> _TO BE DONE_
(a) Using the document similarity text, explain the sequence of steps by which the character ngrams metric compares two strings.
(b) Repeat, from the listing, the stretch from the line that contains "of the building" through the line that contains "column 132, row 64", including both of those lines.

> _TEXT SECTION_
..........

Document Similarity

edits.hamming

Compute the similarity between two strings using Hamming distance, which gives the number of characters at corresponding string indices that differ, including chars in the longer string that have no correspondents in the shorter.

edits.levenshtein

Measure the similarity between two strings using Levenshtein distance, which gives the minimum number of character insertions, deletions, and substitutions needed to change one string into the other.

edits.jaro

Measure the similarity between two strings using Jaro (not Jaro-Winkler) distance, which searches for common characters while taking transpositions and string lengths into account.

edits.character_ngrams

Measure the similarity between two strings using a character ngrams similarity metric, in which strings are transformed into trigrams of alnum-only characters, vectorized and weighted by tf-idf, then compared by cosine similarity.

tokens.jaccard

Measure the similarity between two sequences of strings as sets using the Jaccard index.

tokens.sorensen_dice

Measure the similarity between two sequences of strings as sets using the Sørensen-Dice index, which is similar to the Jaccard index.

..........

> _MATERIAL PROVIDED_
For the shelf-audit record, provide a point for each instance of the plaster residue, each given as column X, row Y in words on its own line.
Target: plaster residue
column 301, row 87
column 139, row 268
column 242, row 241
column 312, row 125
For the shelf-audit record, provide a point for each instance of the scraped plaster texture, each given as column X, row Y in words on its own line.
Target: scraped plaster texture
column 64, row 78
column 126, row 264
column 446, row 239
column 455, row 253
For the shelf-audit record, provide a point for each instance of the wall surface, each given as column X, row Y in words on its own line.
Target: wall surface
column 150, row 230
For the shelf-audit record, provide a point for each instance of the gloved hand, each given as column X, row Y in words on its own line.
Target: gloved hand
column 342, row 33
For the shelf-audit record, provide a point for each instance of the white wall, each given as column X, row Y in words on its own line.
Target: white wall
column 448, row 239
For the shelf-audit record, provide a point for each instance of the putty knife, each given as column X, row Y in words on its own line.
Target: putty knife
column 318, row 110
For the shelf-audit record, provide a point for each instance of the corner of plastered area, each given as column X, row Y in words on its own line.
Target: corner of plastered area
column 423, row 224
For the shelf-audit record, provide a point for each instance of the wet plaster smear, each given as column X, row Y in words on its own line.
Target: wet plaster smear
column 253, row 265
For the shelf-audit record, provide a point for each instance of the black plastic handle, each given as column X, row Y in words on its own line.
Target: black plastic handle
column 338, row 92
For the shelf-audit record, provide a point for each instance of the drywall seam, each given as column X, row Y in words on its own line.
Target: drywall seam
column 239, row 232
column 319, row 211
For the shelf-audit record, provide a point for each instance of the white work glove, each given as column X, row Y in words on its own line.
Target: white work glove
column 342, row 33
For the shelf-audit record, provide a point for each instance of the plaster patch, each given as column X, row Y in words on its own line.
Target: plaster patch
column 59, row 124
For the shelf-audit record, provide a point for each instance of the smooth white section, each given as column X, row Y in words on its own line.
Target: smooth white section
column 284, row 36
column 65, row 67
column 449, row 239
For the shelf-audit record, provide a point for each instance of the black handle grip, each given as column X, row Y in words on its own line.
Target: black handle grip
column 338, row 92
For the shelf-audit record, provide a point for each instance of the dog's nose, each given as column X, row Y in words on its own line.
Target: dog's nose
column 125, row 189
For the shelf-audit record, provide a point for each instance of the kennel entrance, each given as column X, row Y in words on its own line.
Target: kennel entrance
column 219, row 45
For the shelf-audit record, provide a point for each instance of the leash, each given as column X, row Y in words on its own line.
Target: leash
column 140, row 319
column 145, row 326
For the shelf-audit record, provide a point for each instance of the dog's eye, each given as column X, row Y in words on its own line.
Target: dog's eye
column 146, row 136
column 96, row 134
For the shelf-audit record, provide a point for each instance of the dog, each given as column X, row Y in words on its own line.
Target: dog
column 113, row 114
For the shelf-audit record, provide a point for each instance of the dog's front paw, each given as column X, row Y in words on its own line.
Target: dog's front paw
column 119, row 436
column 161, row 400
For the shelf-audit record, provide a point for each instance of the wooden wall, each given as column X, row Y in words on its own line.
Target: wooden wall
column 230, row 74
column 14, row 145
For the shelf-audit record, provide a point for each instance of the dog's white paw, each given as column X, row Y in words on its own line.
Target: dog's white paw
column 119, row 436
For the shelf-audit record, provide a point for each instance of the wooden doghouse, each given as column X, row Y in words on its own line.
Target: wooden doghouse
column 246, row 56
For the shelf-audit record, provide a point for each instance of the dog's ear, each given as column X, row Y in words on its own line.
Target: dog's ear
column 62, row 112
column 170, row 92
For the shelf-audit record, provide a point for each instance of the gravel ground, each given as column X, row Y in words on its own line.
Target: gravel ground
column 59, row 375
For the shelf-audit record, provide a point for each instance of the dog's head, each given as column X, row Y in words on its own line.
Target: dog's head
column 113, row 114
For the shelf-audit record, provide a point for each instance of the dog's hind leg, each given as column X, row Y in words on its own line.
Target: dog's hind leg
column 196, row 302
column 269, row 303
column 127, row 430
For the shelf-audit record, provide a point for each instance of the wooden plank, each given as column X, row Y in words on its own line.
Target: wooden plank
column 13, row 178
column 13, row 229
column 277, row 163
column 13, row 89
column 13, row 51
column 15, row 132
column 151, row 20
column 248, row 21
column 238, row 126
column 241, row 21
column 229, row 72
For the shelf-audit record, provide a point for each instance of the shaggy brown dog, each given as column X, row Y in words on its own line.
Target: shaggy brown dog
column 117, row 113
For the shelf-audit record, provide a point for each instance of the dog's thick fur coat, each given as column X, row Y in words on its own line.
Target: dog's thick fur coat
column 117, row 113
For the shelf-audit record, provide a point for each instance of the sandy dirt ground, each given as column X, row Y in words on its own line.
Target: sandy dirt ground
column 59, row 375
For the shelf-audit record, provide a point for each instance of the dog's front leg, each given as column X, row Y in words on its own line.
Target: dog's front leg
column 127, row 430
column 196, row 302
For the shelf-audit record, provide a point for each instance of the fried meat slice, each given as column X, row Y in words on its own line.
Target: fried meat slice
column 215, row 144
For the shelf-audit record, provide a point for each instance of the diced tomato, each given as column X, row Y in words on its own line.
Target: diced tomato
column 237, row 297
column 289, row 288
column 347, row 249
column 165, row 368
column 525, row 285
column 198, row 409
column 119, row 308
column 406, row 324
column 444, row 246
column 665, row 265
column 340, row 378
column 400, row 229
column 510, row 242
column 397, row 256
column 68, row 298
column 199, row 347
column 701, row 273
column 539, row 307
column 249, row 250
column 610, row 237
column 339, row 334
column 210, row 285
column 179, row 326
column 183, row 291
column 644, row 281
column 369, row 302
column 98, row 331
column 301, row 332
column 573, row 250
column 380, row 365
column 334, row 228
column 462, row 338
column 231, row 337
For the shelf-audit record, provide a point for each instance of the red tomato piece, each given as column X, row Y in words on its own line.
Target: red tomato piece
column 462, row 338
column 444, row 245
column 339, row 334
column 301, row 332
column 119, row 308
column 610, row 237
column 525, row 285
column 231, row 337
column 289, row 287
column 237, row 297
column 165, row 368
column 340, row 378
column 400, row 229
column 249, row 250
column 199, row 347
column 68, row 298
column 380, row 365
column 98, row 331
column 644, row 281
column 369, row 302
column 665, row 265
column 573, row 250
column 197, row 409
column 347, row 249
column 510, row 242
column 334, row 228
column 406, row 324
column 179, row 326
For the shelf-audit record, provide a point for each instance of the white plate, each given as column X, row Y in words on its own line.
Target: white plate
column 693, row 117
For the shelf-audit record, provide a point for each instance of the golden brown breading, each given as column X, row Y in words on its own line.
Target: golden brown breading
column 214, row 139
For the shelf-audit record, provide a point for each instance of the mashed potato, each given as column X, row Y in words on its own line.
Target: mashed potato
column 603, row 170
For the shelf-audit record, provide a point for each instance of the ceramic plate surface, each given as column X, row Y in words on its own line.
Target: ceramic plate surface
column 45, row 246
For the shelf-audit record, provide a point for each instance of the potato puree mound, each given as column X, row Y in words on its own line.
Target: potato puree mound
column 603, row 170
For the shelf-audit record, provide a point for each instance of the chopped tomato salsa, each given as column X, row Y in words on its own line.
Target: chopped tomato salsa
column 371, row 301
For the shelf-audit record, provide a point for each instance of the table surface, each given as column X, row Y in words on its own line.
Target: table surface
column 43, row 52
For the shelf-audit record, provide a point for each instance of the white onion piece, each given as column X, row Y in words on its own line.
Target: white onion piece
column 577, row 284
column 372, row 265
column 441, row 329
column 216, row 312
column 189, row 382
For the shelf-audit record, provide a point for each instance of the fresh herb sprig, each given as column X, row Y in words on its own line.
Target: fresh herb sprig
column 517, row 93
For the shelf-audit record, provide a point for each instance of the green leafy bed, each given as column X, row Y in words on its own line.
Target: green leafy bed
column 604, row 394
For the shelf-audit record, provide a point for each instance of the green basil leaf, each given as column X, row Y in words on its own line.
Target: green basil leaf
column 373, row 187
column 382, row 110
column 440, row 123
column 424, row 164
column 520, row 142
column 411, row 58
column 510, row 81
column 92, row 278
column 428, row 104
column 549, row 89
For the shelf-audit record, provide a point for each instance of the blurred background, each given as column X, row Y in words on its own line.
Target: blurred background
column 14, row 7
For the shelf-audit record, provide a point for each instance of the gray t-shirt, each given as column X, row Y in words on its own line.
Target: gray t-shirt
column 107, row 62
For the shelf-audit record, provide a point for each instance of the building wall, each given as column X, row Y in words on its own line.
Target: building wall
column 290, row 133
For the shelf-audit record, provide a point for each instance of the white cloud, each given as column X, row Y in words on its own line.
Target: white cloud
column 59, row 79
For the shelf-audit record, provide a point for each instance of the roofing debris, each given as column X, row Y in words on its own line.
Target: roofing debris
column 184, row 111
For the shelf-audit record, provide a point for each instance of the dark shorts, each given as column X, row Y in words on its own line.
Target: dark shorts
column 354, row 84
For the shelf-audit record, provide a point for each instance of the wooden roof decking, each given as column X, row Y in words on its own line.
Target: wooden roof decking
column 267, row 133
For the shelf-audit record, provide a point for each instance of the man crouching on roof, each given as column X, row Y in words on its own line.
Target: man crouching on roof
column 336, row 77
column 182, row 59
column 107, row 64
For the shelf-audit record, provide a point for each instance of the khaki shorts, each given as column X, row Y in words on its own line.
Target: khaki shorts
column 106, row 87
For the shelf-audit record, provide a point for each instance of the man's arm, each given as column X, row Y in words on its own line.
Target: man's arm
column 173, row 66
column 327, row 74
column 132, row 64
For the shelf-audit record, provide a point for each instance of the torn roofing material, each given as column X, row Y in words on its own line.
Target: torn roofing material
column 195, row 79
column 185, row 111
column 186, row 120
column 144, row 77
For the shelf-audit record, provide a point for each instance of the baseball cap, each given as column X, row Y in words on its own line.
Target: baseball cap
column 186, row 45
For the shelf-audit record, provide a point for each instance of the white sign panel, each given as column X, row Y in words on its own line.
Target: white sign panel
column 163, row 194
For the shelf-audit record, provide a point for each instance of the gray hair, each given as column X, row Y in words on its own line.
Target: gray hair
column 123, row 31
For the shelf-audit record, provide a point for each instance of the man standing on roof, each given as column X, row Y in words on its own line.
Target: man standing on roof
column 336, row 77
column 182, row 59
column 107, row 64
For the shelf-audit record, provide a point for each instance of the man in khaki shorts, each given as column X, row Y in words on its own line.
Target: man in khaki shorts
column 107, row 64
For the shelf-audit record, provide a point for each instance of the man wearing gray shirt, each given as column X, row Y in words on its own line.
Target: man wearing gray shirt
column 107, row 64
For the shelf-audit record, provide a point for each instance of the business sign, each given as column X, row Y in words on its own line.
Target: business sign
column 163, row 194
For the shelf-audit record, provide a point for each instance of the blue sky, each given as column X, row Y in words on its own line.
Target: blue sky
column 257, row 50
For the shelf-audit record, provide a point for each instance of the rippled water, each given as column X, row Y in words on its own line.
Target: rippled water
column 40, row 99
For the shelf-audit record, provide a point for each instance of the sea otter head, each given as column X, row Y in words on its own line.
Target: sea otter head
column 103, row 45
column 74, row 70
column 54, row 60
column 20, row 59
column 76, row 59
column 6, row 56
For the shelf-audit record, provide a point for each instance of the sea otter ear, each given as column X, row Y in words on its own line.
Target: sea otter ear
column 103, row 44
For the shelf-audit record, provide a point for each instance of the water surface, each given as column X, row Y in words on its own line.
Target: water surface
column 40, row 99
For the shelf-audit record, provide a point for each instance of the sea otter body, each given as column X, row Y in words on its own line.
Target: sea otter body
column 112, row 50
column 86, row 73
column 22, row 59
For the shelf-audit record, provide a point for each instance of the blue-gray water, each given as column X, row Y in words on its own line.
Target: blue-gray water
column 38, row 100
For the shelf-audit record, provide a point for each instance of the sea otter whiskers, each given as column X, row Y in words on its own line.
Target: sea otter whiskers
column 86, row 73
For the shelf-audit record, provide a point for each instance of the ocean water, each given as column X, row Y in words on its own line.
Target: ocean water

..........

> _RESPONSES BY TASK_
(a) The strings are transformed into trigrams of alnum-only characters. These trigrams are then vectorized and weighted by tf-idf, and the resulting vectors are compared by cosine similarity.

(b)
For the shelf-audit record, provide a point for each instance of the building wall, each given as column X, row Y in words on its own line.
Target: building wall
column 290, row 133
For the shelf-audit record, provide a point for each instance of the white cloud, each given as column X, row Y in words on its own line.
Target: white cloud
column 59, row 79
For the shelf-audit record, provide a point for each instance of the roofing debris, each given as column X, row Y in words on its own line.
Target: roofing debris
column 184, row 111
For the shelf-audit record, provide a point for each instance of the dark shorts, each given as column X, row Y in words on its own line.
Target: dark shorts
column 354, row 84
For the shelf-audit record, provide a point for each instance of the wooden roof decking, each given as column X, row Y in words on its own line.
Target: wooden roof decking
column 267, row 133
For the shelf-audit record, provide a point for each instance of the man crouching on roof, each given as column X, row Y in words on its own line.
Target: man crouching on roof
column 336, row 77
column 182, row 59
column 107, row 64
For the shelf-audit record, provide a point for each instance of the khaki shorts, each given as column X, row Y in words on its own line.
Target: khaki shorts
column 106, row 87
For the shelf-audit record, provide a point for each instance of the man's arm, each given as column X, row Y in words on its own line.
Target: man's arm
column 173, row 66
column 327, row 74
column 132, row 64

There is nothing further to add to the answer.